• EXERCISE TEXT:
'''

L’Époque / Young and Alive (F 2018, Matthieu Bareyre)

F 2018, D: Matthieu Bareyre, Doc, 96′, OV with English subtitles, DCP

Paris between 2015 and 2017. Interviews on the streets and in cafés. Charming adolescent overconfidence blends with the dire feeling of being lost and having no future. The reactions to that are diverse. There is laughing, dancing and provoking the bourgeoisie on the grand boulevards. Others discuss alliances. Solidarity. Reflect their lives under capitalist conditions. Every now and then, we see burning barricades or cops beating constrained people. The streets are marked by riots, sparked off by yet another black adolescent being abused in police custody and another one dead. A time shaped by the movement “Nuit debout”, but also by the attacks on Charlie Hebdo and Bataclan.

Then there is Rose. A young French woman, full of energy and wit, with a sparkle in her eyes. She talks about racial profiling, argues about identity issues and climbs the monument on the republican square. YOUNG AND ALIVE is no journey to the end of the night. Rather, it is a blazing cocktail foreshadowing its fumes, a feverish ride carried and driven by a Vivaldi sonata in D minor. It is the survey of a generation leaping into a new era, if it were not for the old one.

'''

[Stored data]
'''

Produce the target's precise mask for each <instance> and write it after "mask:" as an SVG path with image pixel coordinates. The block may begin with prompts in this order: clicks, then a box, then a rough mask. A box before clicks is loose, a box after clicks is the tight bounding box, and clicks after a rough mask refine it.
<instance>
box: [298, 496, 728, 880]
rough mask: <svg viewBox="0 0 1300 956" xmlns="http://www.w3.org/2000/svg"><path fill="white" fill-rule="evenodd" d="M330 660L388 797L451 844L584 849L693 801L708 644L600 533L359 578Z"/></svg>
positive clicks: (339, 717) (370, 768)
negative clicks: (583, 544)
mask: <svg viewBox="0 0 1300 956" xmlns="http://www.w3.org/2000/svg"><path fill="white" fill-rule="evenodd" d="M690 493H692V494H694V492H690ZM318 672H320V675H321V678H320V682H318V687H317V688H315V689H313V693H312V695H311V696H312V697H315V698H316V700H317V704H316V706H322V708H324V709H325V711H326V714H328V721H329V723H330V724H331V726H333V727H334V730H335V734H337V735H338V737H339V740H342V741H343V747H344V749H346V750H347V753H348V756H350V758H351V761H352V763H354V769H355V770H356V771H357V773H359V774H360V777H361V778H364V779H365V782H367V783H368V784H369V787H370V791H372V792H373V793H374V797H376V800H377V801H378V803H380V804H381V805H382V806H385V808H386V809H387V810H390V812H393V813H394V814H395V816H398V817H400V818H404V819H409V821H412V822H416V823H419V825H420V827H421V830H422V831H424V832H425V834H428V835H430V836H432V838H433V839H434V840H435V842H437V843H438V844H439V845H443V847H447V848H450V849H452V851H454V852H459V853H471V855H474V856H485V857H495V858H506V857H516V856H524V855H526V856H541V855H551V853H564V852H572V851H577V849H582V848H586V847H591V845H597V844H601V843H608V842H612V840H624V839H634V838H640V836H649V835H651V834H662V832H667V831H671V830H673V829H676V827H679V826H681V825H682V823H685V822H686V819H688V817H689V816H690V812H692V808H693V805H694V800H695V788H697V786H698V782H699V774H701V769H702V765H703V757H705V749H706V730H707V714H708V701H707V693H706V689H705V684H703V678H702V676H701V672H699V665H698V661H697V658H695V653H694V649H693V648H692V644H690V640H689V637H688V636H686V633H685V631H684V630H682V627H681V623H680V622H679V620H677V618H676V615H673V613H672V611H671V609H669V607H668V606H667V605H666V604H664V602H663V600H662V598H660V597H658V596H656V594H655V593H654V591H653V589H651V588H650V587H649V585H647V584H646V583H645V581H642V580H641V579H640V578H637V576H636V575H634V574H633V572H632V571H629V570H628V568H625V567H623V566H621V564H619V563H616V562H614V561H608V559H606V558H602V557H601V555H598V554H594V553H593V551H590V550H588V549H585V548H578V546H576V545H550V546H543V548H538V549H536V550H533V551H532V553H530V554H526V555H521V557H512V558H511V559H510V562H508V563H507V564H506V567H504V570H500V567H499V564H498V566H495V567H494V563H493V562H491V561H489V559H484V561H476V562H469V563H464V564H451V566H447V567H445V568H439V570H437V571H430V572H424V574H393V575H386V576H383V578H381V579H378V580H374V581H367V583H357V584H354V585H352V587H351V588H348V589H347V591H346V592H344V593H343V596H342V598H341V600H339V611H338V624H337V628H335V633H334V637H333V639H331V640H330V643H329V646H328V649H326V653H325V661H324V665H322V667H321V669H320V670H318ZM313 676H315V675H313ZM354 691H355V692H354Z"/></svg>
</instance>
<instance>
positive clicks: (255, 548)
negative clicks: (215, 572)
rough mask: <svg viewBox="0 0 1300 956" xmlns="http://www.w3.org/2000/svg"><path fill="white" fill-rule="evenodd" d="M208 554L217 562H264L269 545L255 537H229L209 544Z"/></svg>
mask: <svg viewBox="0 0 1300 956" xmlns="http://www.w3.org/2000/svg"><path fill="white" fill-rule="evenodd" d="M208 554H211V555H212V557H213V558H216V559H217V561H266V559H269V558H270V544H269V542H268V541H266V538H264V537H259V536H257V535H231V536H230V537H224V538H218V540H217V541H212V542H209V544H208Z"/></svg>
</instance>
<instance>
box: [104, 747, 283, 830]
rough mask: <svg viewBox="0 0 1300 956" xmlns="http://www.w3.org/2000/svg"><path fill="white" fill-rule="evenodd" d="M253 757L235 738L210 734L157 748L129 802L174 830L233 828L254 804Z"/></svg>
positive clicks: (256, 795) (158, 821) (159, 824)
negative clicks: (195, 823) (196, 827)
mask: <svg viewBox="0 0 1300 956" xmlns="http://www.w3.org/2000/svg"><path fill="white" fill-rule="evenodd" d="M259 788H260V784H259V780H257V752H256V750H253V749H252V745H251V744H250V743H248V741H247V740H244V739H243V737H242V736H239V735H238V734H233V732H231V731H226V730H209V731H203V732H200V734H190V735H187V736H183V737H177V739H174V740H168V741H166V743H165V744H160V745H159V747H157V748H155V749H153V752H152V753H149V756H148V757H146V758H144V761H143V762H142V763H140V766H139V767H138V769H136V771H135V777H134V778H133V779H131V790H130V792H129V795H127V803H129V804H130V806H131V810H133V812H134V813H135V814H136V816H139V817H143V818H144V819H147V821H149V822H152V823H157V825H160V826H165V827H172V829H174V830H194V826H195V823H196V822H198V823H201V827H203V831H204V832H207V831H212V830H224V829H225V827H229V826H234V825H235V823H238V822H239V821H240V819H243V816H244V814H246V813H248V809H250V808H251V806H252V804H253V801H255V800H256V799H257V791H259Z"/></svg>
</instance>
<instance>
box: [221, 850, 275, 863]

'''

• WHAT TO WORK ON:
**a.** Pull out the lines of the stored data word for word, starting at its first line and ending at the line that contains "positive clicks: (339, 717) (370, 768)", both included.
**b.** Continue the film description of Young and Alive from where it stops.
The stored data bears no relation to the film description.

• RESPONSES PER TASK:
**a.**
Produce the target's precise mask for each <instance> and write it after "mask:" as an SVG path with image pixel coordinates. The block may begin with prompts in this order: clicks, then a box, then a rough mask. A box before clicks is loose, a box after clicks is the tight bounding box, and clicks after a rough mask refine it.
<instance>
box: [298, 496, 728, 880]
rough mask: <svg viewBox="0 0 1300 956" xmlns="http://www.w3.org/2000/svg"><path fill="white" fill-rule="evenodd" d="M330 660L388 797L451 844L584 849L693 801L708 644L600 533L359 578Z"/></svg>
positive clicks: (339, 717) (370, 768)

**b.**
18 April, 10 pm – Schaubühne Lindenfels – € 6,5 (5,5 red.)


Trailer

The Watermelon Woman (USA 1996, Cheryl Dunye)

USA 1996, D: Cheryl Dunye, A: Cheryl Dunye, Guinevere Turner, Valarie Walker, Cheryl Clarke, Sarah Schulman, Camille Paglia, Brian Freeman, 90′, Englisch version, DCP

Philadelphia in the 1990s. Cheryl and Tamara are part of the city’s black lesbian community and earn their money in a video store. Meanwhile, Cheryl tries to get started as a filmmaker and begins shooting a documentary. Having set her mind on making a film about the attractive “Watermelon Woman” – a supporting actress in many flicks from the 1930s and 40s, to be found only under this name in the closing credits – she starts her research. Spheres begin to intertwine increasingly: alongside the mainplot relating to Cheryl’s love life and friendships, pseudo-documental interviews reveal more and more about the so-called “Watermelon Woman“, whose life has some parallels in store with the protagonist’s. Dunye’s film meets fictive documentary with a fictional film atmosphere and creates an amusing and non-conformally enacted political inventory of the multilayered connection of sexuality, class and skin colour.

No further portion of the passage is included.